>> Start Input
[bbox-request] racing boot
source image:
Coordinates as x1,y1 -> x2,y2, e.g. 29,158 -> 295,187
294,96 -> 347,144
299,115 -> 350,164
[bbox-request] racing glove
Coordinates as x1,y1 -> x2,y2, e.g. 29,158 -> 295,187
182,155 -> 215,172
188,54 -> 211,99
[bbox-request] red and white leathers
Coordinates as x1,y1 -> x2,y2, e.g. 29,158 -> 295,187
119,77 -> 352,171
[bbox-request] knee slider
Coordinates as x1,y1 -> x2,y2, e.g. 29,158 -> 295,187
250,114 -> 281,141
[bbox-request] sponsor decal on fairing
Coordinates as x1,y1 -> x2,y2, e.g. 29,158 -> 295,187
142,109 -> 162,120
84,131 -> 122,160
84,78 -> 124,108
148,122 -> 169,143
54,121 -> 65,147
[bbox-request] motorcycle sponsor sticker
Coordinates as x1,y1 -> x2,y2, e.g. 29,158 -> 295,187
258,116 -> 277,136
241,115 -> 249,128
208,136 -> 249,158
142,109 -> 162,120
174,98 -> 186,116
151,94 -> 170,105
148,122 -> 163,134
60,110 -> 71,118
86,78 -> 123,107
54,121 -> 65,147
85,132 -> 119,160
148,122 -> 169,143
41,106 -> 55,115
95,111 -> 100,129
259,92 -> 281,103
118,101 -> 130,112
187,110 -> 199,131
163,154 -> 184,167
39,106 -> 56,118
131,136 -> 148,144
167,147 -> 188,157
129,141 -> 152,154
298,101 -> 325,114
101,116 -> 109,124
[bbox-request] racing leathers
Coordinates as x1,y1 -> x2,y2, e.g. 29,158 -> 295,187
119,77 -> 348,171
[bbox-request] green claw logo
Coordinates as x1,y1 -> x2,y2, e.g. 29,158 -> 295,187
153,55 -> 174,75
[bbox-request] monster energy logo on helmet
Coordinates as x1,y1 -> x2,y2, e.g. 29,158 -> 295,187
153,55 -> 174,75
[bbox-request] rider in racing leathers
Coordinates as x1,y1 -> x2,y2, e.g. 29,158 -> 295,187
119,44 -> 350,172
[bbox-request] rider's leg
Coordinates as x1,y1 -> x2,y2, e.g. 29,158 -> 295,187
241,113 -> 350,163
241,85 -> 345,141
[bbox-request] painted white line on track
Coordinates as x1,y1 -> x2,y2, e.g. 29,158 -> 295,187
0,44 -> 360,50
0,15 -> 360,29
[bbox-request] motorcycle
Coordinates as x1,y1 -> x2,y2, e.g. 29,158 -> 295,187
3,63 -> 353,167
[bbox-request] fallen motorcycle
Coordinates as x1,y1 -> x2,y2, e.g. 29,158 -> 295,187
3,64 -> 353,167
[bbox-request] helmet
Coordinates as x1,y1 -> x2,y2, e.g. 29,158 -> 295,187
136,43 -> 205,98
>> End Input
== What the task asks ==
Return every line of the items above that contains the word "racing".

== Correct response ==
[bbox-request] racing boot
[bbox-request] racing glove
[bbox-request] racing leathers
[bbox-request] rider in racing leathers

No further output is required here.